▶ EXERCISE AIM:
Transcribe all of the entries, matching each one exactly.

Segment Start: EXERCISE INPUT

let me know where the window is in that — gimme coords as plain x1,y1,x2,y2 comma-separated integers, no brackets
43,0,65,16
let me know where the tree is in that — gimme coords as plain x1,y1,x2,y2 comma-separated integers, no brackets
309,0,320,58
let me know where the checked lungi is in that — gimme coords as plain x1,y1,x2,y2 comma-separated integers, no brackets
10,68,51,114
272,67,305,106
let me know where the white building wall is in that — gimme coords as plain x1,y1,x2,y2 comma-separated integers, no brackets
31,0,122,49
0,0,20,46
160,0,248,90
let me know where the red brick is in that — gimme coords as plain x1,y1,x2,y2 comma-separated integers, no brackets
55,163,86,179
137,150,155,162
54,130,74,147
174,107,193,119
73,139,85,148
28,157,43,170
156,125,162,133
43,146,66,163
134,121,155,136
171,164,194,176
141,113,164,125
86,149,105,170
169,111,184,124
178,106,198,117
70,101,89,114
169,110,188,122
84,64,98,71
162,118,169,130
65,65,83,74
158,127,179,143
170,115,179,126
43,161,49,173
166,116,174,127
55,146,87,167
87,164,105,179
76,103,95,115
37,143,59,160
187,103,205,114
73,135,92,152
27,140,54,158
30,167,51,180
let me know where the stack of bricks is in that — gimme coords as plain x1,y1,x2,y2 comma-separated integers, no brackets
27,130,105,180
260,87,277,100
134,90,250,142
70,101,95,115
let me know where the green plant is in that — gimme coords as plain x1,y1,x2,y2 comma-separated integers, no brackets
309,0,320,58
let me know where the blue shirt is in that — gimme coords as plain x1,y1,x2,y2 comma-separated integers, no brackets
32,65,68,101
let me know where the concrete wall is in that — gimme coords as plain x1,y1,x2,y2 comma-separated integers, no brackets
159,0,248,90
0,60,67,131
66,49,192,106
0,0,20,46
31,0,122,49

Segment End: EXERCISE INPUT

▶ ANSWER SPACE:
let me know where the window is in that — gimme coords as plain x1,y1,x2,y2 comma-separated integers, no brackets
43,0,65,16
let me know where the tree is in that — gimme coords as plain x1,y1,x2,y2 comma-separated integers, no brackets
309,0,320,58
let me know where the checked lungi is in that — gimme coords as plain x1,y1,x2,y2 comma-separated integers, no brackets
10,68,51,114
272,67,305,106
let me know where the white building wall is in that — gimme coords as plain x1,y1,x2,y2 comma-separated integers, no brackets
31,0,122,49
0,0,20,46
160,0,248,90
let me know where the red brick is in that — gimme coords as plain x1,y1,x2,y2 comma-separated integers, no brackets
55,163,86,179
137,150,155,162
54,130,74,147
174,107,193,119
73,139,85,148
28,157,43,170
156,125,162,133
43,146,66,163
134,121,155,136
171,164,194,176
141,113,164,125
86,149,105,170
169,111,184,124
178,106,198,117
70,101,89,114
169,110,188,122
84,64,98,71
162,118,169,130
65,65,83,74
158,127,179,143
170,115,179,126
43,161,49,173
166,116,174,127
55,146,87,167
87,164,105,179
76,103,95,115
37,143,59,160
187,103,205,114
73,135,92,152
27,140,54,158
30,167,51,180
let me know where the stack of bricks is in that — gimme coords as plain x1,y1,x2,y2 comma-separated integers, no brackets
27,130,105,180
260,87,277,100
134,90,250,142
70,101,95,115
let me know where the green plant is in that — gimme coords as plain x1,y1,x2,y2 comma-separated integers, no brackets
309,0,320,58
let me know where the blue shirt is in that — gimme coords as plain x1,y1,x2,y2 comma-separated integers, no brackets
32,65,68,101
let me know where the concrete wall is in that — gimme coords as plain x1,y1,x2,y2 comma-separated integers, no brackets
159,0,248,90
0,60,67,131
66,49,192,106
0,0,20,46
31,0,122,49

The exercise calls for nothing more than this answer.